• _Records from a collection_

**********

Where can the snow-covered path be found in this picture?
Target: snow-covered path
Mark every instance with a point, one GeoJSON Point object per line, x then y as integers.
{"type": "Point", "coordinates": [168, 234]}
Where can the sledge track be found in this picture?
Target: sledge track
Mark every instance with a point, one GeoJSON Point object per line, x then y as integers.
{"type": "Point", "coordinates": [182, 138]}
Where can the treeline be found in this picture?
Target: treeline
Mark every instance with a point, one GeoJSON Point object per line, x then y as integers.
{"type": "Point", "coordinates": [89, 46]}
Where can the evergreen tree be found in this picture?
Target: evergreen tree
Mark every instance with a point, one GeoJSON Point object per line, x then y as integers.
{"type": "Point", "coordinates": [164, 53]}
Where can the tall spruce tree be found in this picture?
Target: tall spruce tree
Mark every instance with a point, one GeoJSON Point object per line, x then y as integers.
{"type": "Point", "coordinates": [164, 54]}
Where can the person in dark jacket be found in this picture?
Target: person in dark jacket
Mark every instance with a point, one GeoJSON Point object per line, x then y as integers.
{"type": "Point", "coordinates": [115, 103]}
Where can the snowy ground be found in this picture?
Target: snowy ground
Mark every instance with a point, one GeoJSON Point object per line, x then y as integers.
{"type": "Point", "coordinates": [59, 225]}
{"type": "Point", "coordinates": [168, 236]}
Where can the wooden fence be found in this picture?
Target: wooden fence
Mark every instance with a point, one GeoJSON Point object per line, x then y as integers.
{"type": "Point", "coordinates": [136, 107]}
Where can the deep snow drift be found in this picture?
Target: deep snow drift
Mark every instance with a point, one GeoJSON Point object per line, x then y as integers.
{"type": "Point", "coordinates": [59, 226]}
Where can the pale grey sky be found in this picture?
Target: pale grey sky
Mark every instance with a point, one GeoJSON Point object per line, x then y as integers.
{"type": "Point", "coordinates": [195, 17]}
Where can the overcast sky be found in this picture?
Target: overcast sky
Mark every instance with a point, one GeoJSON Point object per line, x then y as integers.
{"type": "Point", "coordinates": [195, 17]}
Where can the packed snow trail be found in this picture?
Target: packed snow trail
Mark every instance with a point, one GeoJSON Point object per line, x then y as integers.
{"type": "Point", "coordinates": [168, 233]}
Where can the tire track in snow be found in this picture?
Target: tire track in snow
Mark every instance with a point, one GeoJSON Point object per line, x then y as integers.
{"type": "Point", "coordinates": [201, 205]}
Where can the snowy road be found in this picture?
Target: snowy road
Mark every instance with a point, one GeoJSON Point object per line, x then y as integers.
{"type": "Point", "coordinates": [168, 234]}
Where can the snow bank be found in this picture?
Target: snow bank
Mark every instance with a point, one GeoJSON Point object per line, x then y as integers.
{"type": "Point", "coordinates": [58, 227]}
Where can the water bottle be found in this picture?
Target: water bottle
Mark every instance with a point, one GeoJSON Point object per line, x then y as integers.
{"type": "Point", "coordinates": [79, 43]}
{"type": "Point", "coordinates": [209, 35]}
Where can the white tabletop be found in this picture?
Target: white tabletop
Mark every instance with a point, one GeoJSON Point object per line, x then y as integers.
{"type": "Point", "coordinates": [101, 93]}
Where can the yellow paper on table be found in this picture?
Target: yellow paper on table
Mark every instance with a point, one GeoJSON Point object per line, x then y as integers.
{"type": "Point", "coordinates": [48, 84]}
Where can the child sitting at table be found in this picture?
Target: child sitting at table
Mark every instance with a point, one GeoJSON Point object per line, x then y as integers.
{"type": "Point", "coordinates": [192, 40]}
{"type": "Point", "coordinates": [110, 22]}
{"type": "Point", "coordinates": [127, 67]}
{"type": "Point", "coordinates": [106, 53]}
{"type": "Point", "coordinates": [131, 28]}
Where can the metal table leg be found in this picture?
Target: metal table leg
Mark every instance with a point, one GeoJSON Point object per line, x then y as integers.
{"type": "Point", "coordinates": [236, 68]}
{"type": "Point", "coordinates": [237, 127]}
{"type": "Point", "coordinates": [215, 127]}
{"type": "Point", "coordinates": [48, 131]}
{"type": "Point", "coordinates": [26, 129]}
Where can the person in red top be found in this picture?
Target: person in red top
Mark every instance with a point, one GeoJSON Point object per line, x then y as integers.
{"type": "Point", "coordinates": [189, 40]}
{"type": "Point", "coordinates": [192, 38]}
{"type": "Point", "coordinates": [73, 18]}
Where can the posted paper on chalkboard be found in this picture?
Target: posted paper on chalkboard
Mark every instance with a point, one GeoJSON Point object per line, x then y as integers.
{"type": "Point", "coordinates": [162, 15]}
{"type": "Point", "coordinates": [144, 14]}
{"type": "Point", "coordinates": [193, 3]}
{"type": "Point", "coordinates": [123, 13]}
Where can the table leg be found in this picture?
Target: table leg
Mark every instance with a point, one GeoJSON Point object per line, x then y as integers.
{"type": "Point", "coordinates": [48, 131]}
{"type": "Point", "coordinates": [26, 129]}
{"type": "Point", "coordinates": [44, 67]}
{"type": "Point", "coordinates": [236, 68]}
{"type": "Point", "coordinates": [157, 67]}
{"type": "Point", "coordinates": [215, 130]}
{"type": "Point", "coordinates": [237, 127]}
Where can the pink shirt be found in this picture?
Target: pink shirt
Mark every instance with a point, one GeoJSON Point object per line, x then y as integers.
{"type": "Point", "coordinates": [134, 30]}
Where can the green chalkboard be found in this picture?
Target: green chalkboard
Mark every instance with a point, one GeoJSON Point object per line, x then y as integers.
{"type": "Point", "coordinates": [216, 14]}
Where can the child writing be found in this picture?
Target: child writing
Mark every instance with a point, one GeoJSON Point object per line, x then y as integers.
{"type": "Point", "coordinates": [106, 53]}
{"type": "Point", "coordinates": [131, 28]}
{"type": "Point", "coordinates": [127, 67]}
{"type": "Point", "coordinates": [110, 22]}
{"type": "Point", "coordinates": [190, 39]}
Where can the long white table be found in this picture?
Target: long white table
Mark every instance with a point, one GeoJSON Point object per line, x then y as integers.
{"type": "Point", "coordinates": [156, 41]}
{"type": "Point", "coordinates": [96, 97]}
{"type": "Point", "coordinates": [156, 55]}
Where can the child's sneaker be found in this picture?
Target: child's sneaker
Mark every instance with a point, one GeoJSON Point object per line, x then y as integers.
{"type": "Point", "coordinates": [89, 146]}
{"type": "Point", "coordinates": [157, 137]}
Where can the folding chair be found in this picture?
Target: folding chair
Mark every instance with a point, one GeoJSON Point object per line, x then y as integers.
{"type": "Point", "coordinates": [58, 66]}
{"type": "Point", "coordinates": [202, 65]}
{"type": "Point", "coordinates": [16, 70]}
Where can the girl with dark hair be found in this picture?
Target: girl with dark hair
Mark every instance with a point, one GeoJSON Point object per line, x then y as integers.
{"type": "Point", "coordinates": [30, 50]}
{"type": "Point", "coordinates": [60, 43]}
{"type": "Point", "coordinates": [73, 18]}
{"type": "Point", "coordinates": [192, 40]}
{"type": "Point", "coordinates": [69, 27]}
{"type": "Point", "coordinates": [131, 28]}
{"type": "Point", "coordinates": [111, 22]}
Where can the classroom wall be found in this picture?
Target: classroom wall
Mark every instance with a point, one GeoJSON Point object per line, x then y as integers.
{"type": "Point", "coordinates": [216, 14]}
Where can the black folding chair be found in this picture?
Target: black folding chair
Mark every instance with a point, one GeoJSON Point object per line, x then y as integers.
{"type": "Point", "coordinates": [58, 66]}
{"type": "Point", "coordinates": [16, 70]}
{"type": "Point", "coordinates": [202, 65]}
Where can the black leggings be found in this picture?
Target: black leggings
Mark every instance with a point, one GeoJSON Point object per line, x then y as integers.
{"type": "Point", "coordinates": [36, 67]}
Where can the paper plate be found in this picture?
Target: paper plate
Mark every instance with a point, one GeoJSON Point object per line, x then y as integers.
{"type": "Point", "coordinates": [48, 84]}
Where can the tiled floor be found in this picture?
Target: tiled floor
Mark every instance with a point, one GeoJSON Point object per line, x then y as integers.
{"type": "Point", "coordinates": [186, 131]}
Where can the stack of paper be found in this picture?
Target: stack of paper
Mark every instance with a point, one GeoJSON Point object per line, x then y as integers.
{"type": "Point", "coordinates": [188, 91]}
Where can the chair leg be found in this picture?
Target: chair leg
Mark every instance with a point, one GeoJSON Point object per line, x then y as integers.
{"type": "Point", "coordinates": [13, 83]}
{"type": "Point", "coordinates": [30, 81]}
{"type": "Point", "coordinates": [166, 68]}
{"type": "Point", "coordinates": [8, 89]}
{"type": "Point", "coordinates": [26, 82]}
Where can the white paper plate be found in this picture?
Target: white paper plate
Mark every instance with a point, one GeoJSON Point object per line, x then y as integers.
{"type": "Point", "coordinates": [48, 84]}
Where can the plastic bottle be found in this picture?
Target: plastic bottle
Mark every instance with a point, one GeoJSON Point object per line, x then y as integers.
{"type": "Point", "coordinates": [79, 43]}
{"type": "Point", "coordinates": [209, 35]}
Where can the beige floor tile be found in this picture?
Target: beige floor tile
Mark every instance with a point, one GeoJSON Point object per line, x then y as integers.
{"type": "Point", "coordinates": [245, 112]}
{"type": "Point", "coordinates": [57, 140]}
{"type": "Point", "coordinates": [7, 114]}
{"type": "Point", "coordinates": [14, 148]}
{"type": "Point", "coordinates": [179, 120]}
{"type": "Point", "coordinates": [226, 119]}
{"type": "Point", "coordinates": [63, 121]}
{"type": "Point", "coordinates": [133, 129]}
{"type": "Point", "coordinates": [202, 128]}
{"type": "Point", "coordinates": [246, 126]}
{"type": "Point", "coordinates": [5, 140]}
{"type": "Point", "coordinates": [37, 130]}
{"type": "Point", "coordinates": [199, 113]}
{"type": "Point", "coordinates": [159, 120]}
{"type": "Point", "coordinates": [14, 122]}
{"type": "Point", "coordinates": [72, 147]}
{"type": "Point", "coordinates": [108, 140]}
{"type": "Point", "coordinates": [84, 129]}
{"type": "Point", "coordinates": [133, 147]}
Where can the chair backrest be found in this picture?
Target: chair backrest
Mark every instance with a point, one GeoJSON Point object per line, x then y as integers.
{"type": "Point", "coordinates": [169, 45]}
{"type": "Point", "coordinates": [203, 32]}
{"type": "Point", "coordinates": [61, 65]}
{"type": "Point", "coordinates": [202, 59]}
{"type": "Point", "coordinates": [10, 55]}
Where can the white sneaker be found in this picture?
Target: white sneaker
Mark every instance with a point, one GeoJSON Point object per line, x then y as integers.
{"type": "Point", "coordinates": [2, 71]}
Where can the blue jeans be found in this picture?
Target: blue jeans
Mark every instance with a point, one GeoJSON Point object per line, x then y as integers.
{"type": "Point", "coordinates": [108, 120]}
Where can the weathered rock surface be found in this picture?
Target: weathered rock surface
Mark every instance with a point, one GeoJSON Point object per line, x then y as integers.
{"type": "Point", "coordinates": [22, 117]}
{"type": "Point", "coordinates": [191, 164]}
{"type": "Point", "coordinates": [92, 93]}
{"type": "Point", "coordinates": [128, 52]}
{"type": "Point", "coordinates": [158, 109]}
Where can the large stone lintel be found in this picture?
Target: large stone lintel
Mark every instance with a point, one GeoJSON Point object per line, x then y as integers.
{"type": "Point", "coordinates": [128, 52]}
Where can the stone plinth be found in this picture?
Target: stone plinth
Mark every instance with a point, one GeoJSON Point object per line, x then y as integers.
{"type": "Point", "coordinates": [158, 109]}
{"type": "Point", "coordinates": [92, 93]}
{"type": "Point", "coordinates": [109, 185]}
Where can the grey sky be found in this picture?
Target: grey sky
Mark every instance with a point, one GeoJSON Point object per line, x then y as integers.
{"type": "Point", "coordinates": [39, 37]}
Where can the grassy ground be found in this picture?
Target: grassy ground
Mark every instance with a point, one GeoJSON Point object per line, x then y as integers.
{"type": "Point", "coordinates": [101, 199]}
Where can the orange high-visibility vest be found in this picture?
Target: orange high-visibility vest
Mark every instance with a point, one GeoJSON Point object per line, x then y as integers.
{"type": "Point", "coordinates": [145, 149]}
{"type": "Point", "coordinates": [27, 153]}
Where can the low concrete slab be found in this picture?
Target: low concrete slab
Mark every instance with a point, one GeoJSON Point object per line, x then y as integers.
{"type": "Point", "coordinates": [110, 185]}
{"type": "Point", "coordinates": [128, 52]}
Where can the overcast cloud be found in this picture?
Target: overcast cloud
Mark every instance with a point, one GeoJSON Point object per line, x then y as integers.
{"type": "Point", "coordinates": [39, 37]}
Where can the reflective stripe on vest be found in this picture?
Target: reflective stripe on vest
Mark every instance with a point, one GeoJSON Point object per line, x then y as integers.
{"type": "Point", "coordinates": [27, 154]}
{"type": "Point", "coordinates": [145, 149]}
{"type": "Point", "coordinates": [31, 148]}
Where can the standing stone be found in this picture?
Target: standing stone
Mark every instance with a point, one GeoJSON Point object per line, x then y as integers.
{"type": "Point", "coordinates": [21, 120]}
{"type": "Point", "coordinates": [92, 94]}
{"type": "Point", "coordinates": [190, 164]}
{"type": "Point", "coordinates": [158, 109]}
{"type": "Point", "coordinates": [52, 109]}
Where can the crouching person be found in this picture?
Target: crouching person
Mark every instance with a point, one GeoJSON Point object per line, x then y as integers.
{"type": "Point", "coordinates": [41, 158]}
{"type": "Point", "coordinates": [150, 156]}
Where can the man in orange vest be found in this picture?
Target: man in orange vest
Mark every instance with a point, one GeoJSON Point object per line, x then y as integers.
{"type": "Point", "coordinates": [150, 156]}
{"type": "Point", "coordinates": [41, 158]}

**********

• _What is being asked_
Extract the closing run of lines, starting with the one containing "Where can the crouching" and ending at the last, exactly as written.

• _Output of the task_
Where can the crouching person be found in this picture?
Target: crouching person
Mark every instance with a point, one GeoJSON Point object per line, x then y as integers.
{"type": "Point", "coordinates": [41, 158]}
{"type": "Point", "coordinates": [150, 156]}
Where can the man in orange vest be found in this picture?
Target: man in orange vest
Mark every instance with a point, one GeoJSON Point object per line, x then y as integers.
{"type": "Point", "coordinates": [150, 156]}
{"type": "Point", "coordinates": [41, 158]}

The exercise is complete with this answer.